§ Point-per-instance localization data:
----------
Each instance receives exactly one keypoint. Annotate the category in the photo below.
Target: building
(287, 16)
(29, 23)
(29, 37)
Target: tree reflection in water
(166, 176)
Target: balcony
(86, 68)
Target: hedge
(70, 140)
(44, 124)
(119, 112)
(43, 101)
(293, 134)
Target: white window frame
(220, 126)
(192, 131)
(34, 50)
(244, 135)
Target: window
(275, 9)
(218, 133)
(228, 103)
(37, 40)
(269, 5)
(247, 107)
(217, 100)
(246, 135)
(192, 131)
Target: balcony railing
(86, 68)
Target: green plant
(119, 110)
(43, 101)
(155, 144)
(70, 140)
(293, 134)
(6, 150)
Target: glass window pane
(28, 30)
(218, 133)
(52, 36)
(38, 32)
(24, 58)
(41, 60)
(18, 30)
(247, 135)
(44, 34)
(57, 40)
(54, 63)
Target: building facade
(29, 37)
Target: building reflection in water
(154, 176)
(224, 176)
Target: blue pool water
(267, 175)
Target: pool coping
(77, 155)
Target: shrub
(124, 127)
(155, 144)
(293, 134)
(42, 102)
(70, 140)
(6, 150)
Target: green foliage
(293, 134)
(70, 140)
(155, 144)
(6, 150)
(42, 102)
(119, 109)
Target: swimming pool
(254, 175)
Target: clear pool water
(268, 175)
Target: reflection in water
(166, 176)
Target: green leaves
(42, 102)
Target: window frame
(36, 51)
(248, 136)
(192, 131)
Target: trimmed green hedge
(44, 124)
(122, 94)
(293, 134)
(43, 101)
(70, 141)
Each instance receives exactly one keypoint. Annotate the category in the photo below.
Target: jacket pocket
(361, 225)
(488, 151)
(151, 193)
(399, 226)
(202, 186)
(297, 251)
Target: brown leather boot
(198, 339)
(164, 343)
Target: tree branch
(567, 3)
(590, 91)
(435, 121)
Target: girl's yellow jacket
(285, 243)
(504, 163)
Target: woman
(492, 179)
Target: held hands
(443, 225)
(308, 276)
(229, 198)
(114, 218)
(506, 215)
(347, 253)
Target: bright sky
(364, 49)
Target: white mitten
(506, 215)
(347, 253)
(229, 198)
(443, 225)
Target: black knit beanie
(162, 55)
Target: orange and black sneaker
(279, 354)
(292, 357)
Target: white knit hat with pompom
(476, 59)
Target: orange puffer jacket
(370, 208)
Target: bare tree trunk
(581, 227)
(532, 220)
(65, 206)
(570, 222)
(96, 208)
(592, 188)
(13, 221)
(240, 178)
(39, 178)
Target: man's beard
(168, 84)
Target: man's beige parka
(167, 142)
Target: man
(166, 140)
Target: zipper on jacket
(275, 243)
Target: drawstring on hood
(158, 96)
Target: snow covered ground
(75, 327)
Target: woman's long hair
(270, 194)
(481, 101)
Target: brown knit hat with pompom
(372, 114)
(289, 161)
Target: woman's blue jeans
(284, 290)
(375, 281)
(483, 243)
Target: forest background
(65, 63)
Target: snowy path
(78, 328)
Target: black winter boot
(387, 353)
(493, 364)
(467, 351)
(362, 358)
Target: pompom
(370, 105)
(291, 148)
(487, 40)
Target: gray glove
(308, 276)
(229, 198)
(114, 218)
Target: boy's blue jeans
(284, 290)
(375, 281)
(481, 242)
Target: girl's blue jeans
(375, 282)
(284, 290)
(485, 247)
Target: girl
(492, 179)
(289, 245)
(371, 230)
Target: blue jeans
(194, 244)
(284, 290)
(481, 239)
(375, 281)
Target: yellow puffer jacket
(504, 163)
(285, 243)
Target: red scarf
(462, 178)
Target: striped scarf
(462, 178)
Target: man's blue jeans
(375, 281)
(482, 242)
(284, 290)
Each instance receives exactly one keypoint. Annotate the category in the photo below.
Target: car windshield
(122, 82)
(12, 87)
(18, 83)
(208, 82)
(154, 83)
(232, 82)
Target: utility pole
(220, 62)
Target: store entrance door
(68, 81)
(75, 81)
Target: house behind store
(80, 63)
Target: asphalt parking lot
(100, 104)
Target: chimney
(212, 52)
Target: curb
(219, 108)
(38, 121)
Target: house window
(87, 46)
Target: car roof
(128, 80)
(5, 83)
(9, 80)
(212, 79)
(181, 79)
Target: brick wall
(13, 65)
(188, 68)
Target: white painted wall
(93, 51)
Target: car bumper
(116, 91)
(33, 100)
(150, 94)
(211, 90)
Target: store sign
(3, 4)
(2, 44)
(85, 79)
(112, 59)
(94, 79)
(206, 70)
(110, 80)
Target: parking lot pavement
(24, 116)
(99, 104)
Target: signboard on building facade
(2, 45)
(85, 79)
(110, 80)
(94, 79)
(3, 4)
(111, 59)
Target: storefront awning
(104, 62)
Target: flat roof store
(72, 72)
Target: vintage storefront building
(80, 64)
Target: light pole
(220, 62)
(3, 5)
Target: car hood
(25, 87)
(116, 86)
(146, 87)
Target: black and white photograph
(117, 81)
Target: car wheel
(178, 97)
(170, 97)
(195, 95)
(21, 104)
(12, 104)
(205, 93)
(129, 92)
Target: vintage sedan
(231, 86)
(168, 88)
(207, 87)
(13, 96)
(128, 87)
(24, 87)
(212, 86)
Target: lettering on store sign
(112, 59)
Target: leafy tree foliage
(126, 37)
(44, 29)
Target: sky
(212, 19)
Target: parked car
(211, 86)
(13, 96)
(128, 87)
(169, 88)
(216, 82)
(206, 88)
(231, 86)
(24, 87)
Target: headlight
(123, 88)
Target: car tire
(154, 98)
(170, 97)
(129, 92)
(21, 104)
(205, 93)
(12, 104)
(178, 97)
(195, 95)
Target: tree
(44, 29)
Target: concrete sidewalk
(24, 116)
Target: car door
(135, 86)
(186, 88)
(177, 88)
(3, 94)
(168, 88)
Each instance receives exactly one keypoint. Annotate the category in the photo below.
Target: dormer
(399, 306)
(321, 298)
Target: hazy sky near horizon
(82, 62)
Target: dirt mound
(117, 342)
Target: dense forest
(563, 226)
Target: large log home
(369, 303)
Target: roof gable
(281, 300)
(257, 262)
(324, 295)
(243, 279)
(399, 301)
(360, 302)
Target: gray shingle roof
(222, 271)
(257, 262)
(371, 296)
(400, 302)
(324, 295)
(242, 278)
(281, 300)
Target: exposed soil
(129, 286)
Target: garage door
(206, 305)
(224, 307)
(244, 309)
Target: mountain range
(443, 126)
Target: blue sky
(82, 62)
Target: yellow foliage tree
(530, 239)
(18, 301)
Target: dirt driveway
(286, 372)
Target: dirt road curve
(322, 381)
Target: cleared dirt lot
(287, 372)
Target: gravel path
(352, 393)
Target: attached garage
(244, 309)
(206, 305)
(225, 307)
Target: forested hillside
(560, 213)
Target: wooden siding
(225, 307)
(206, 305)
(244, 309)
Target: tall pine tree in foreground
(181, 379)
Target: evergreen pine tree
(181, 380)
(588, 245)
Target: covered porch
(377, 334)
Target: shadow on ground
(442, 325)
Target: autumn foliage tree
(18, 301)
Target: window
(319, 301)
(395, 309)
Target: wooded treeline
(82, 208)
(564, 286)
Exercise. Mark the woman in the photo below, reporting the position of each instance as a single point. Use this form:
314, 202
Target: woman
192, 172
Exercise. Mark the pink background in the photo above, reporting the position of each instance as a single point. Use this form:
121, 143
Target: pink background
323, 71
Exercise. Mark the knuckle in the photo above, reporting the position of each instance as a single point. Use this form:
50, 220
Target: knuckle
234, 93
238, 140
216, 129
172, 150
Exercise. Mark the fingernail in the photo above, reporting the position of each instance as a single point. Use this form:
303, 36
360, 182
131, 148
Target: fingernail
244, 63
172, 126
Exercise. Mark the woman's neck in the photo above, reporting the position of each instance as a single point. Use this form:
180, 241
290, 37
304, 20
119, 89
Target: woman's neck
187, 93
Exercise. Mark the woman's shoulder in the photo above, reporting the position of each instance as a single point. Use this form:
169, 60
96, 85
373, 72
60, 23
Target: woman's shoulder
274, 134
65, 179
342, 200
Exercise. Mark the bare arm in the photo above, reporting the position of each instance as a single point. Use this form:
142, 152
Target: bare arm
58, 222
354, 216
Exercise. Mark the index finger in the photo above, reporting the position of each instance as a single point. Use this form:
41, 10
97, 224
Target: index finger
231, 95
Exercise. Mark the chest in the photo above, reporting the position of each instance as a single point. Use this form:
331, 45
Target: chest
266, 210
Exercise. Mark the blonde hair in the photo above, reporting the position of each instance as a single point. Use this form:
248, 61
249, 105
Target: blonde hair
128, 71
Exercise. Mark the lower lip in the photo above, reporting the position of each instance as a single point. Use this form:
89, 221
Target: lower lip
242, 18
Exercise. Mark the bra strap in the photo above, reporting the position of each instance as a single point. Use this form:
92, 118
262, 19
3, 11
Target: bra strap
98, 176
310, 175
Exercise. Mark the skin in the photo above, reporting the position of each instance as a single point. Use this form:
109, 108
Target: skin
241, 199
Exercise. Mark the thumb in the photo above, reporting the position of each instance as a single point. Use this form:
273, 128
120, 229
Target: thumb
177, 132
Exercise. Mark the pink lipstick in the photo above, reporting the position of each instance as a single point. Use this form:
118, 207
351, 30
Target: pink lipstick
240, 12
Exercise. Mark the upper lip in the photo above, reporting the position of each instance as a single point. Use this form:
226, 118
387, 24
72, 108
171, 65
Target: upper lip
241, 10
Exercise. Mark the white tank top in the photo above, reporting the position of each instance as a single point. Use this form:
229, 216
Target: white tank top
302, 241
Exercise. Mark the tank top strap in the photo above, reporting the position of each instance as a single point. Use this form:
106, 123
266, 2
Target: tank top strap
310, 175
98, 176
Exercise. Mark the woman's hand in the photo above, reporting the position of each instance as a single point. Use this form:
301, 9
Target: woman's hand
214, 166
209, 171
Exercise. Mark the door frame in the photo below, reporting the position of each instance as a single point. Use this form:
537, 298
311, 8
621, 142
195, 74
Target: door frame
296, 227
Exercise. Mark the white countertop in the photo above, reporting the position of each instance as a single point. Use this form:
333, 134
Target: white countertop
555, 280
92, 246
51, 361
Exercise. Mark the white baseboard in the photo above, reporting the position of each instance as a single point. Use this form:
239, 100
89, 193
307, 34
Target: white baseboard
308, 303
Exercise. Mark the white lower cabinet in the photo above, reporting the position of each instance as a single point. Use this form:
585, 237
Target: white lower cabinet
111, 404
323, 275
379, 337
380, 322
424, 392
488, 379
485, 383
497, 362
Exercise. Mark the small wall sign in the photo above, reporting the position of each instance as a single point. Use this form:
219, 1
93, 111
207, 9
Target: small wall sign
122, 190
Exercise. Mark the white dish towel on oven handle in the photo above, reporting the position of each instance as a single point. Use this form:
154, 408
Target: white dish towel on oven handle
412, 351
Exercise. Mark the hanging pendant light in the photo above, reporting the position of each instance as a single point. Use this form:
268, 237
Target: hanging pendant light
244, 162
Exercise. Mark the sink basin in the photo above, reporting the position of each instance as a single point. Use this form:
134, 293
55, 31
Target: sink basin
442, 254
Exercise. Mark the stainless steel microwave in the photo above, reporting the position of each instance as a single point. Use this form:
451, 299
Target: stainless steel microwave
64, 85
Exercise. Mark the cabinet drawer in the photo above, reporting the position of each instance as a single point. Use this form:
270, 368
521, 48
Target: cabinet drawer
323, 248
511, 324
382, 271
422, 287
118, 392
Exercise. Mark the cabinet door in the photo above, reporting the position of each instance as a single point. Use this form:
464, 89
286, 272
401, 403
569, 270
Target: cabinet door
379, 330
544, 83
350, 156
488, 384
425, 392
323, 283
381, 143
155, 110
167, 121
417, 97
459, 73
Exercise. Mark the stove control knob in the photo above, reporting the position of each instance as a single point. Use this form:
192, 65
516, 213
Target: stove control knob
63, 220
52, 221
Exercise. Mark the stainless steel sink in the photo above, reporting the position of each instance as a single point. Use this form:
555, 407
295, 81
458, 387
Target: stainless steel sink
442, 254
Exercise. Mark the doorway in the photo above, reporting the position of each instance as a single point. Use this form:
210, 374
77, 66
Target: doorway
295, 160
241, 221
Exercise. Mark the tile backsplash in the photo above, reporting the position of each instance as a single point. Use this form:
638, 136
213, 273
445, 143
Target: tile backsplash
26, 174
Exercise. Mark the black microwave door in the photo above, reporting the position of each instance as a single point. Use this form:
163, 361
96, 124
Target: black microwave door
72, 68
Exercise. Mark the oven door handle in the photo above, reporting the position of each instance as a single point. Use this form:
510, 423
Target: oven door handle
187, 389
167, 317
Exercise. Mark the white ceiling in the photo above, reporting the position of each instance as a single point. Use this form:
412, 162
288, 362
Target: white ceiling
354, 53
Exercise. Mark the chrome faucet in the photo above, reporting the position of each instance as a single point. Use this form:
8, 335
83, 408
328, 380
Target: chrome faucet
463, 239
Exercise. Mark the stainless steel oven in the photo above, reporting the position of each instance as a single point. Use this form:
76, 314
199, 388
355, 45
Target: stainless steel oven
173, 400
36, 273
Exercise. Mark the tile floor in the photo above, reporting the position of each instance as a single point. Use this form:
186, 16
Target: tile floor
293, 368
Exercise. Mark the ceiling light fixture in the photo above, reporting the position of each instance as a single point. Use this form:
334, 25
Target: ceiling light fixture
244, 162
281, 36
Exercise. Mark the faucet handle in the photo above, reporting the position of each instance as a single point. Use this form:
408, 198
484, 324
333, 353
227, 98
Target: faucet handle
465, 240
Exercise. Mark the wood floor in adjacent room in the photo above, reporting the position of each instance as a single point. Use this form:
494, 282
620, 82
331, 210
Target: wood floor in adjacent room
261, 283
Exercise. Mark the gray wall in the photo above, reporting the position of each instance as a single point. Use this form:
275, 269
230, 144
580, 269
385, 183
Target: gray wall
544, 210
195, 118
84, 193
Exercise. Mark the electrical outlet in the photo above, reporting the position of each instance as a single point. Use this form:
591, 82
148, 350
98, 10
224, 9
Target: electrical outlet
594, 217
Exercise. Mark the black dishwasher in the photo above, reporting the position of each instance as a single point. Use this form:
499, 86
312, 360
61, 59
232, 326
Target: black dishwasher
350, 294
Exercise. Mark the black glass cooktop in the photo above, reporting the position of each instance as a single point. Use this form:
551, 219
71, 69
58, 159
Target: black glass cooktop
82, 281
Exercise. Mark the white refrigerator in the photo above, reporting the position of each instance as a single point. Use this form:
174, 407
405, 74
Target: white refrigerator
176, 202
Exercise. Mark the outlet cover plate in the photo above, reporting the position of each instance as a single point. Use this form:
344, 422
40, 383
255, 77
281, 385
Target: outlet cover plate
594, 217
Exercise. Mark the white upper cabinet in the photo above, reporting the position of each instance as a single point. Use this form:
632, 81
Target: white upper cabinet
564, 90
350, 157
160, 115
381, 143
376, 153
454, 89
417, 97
----------
§ EXERCISE BRIEF:
Output the lines from the one with "Target: black glass cooktop" to the final line of the entries above, exactly as they stand, please, and nothing else.

§ SOLUTION:
Target: black glass cooktop
82, 281
Exercise. Mark the white refrigerator in the photo above, reporting the position of each instance as a single point. Use this form:
174, 407
405, 74
Target: white refrigerator
176, 202
Exercise. Mark the outlet cover plate in the photo above, reporting the position of each instance as a single point. Use this form:
344, 422
40, 383
255, 77
281, 385
Target: outlet cover plate
594, 217
Exercise. Mark the white upper cabinet in the photo above, reporting the position of each instance as a single point. Use this form:
632, 81
Target: white upper cabinet
564, 90
350, 157
160, 115
381, 143
376, 153
454, 89
417, 97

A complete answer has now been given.